* **Material for the task**
○ ○ ○ ○

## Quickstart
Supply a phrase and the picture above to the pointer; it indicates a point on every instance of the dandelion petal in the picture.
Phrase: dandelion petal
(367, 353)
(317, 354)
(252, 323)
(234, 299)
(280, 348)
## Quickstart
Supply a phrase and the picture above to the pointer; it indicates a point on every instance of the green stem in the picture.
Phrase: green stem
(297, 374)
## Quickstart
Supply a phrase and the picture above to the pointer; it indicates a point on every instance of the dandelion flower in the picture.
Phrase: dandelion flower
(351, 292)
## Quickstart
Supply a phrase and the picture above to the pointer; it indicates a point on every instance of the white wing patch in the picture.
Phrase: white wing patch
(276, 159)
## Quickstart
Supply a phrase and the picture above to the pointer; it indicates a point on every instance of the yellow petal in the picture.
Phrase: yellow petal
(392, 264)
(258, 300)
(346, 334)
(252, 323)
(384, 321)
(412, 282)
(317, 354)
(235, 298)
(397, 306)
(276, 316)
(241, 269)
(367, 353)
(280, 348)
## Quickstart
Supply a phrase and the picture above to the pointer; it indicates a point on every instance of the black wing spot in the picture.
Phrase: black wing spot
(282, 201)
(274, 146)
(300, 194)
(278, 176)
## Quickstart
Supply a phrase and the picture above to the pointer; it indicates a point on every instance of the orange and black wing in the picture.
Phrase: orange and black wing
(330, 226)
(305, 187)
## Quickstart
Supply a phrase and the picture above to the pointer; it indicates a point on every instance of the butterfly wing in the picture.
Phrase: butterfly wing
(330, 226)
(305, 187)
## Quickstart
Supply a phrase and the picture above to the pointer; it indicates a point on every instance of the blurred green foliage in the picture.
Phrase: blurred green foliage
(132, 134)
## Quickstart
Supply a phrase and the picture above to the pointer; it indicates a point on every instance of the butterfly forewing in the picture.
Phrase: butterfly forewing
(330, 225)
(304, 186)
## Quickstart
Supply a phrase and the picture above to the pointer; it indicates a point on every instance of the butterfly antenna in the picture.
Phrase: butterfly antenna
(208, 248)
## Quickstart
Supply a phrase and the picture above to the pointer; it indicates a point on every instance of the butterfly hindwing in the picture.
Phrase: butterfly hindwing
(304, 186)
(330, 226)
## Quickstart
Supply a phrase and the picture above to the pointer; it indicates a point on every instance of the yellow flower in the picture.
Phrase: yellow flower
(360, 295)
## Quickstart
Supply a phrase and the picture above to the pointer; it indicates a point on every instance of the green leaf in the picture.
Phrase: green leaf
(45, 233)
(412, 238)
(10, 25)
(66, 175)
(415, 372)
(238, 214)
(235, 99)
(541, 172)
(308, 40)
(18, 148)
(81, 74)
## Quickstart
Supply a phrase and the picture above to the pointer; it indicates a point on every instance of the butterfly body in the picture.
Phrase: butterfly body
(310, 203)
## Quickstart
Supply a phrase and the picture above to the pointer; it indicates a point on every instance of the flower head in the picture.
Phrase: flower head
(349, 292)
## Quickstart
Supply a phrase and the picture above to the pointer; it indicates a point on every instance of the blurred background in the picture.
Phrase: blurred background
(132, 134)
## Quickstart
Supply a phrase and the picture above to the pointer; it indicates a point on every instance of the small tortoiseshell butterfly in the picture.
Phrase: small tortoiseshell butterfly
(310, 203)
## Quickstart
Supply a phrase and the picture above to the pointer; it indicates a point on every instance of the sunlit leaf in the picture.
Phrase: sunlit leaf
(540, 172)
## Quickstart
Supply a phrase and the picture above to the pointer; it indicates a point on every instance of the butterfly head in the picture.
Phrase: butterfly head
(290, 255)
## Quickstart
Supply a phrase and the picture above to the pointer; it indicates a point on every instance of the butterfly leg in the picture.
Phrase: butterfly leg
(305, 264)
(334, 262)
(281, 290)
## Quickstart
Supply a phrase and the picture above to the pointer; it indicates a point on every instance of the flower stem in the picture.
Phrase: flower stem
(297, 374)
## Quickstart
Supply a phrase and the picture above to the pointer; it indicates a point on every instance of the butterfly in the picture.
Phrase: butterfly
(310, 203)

○ ○ ○ ○

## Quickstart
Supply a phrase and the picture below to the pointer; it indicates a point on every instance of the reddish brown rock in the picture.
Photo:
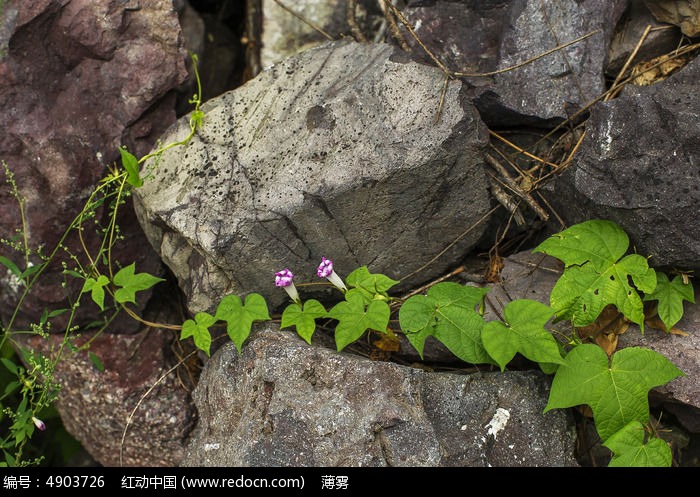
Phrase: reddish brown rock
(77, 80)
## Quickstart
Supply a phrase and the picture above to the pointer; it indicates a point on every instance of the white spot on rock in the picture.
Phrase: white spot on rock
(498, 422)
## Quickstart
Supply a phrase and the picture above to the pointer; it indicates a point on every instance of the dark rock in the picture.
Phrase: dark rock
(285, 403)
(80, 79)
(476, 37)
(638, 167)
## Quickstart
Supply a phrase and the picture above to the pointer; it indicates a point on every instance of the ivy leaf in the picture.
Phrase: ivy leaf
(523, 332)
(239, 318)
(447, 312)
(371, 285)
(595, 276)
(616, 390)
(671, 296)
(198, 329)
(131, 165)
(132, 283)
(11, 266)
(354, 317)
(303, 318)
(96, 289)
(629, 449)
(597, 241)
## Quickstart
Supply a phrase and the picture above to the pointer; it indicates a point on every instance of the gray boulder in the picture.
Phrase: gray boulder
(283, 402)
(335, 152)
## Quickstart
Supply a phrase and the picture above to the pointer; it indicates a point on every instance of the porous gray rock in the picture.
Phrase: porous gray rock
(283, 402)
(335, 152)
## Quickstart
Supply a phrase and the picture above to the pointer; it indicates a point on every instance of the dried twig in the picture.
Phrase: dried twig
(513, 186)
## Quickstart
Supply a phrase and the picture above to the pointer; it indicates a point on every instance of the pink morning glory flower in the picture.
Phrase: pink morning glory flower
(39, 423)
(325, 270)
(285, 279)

○ ○ ○ ○

* **Problem to solve**
Count the lines in the rows above that contain the string "spot", treating uppercase and lowercase as different. Give only the number.

* **Written response**
4